● **Dataset entries**
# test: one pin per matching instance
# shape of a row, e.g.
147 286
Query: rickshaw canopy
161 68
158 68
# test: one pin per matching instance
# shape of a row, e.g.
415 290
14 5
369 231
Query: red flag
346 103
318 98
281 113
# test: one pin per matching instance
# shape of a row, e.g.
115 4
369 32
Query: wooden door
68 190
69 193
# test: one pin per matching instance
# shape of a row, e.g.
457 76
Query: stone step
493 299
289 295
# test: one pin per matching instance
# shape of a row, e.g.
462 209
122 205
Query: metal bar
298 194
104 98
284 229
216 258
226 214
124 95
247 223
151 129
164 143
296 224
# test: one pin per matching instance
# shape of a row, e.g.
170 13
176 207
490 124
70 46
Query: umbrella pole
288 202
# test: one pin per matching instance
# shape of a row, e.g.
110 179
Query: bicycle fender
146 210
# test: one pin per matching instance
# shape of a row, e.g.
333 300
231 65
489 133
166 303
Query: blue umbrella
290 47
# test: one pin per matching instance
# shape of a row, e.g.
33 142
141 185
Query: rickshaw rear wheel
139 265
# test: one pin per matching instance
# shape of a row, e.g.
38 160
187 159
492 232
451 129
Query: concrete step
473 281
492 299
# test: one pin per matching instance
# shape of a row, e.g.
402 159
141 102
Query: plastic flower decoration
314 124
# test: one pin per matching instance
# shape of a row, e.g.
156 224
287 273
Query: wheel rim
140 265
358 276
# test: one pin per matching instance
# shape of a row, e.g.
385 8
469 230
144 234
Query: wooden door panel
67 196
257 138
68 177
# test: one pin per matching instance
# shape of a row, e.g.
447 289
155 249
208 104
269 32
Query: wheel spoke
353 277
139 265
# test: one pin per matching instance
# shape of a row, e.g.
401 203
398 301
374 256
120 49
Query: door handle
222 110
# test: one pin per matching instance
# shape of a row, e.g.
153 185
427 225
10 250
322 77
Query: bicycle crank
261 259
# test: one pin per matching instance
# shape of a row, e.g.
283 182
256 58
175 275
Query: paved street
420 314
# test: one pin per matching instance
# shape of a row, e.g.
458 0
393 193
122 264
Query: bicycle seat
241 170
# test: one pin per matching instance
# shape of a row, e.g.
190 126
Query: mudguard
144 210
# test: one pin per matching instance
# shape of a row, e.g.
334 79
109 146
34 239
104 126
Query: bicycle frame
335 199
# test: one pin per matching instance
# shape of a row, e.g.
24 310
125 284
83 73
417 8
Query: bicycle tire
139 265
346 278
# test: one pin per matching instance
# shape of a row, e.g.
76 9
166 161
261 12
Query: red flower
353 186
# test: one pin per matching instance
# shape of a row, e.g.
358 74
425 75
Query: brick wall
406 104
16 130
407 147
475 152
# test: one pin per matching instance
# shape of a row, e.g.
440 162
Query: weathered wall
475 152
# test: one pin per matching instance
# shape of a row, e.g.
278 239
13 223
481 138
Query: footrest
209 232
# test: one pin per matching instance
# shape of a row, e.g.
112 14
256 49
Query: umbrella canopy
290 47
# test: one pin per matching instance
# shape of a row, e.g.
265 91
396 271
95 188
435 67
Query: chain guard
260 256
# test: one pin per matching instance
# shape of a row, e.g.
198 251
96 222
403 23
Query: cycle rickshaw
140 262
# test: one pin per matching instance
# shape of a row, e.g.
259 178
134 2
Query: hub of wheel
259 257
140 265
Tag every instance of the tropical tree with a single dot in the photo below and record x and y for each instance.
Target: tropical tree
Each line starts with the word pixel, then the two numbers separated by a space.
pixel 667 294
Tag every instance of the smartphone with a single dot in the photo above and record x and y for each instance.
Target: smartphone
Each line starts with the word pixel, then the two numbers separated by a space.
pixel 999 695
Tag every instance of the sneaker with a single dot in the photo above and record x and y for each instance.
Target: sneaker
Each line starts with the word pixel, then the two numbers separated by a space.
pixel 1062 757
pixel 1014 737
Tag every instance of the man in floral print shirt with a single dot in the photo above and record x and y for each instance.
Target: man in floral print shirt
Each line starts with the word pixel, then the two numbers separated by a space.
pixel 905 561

● **Your instructions**
The answer must be all the lines above that hold the word "record".

● **Task response**
Tag every instance of the tropical tree with a single dot in the photo below and record x and y for each instance.
Tag every instance of the smartphone with a single dot in the photo above and record x and y for each instance.
Tag every instance of the sneaker with a single dot in the photo above and record x and y for each instance.
Tag every instance of the man in floral print shirt with a single dot in the photo above and record x and y for each instance.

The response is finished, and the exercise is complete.